# START OF Listing

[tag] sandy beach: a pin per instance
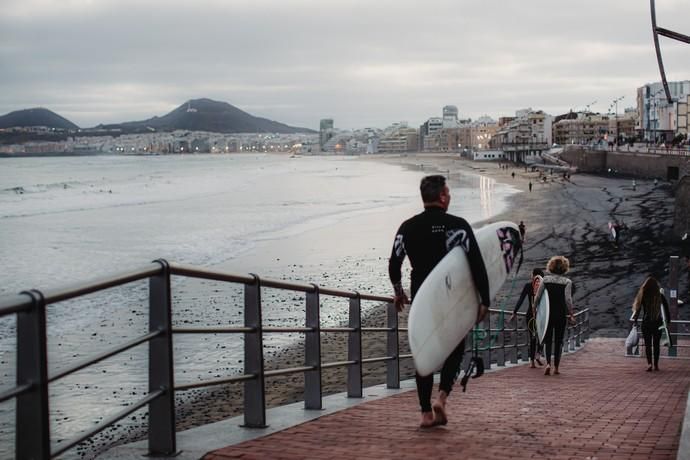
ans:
(566, 217)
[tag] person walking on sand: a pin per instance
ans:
(560, 290)
(528, 292)
(425, 239)
(649, 300)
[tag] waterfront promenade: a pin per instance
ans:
(603, 405)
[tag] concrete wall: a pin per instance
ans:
(644, 165)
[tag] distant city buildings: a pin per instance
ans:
(523, 137)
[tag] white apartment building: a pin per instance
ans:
(659, 120)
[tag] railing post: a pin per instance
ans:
(501, 318)
(486, 326)
(161, 429)
(312, 352)
(514, 347)
(392, 348)
(354, 349)
(254, 389)
(673, 302)
(32, 417)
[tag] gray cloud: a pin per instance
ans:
(364, 63)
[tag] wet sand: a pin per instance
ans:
(567, 217)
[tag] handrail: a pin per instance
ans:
(161, 386)
(16, 391)
(107, 422)
(99, 284)
(15, 304)
(106, 354)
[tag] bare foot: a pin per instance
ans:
(427, 420)
(440, 417)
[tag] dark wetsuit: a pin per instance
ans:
(425, 239)
(529, 294)
(650, 329)
(560, 304)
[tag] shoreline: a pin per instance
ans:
(562, 217)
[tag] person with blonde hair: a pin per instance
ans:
(560, 290)
(649, 300)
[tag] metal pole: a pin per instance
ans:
(254, 389)
(312, 352)
(393, 349)
(354, 350)
(161, 427)
(514, 351)
(673, 302)
(486, 326)
(32, 417)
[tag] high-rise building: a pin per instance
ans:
(325, 131)
(659, 120)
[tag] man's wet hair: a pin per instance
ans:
(431, 187)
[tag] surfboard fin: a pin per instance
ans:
(476, 365)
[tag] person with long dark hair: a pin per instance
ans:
(560, 291)
(649, 300)
(528, 293)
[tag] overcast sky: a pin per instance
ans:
(361, 62)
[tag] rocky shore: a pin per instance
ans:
(562, 216)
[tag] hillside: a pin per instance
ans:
(36, 117)
(207, 115)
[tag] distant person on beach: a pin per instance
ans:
(649, 300)
(528, 292)
(560, 290)
(425, 239)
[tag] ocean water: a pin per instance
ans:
(328, 220)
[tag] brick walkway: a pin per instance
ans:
(602, 406)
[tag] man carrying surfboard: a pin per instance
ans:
(425, 239)
(528, 292)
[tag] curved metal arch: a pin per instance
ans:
(666, 33)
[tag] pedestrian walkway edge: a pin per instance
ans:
(194, 443)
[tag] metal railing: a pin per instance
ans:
(32, 432)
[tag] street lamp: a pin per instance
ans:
(653, 100)
(615, 103)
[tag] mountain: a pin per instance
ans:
(36, 117)
(208, 115)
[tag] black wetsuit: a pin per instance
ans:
(651, 331)
(425, 239)
(560, 304)
(529, 294)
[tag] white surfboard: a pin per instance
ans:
(541, 317)
(665, 334)
(445, 307)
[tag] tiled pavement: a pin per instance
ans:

# END OF Listing

§ **Exercise goal**
Return everything from the line containing "[tag] street lamp: a pin per instance" down to the end of the items above, both ends included, reproduced verbatim.

§ **Task answer**
[tag] street lamp: a pin per instance
ans:
(653, 100)
(615, 103)
[tag] mountain: a pin per instance
ans:
(36, 117)
(208, 115)
[tag] black wetsuit: a pin per instance
ans:
(651, 331)
(425, 239)
(560, 304)
(529, 294)
[tag] white surfboard: a pin per instance
ans:
(541, 317)
(665, 334)
(445, 307)
[tag] tiled pavement: a pin per instance
ans:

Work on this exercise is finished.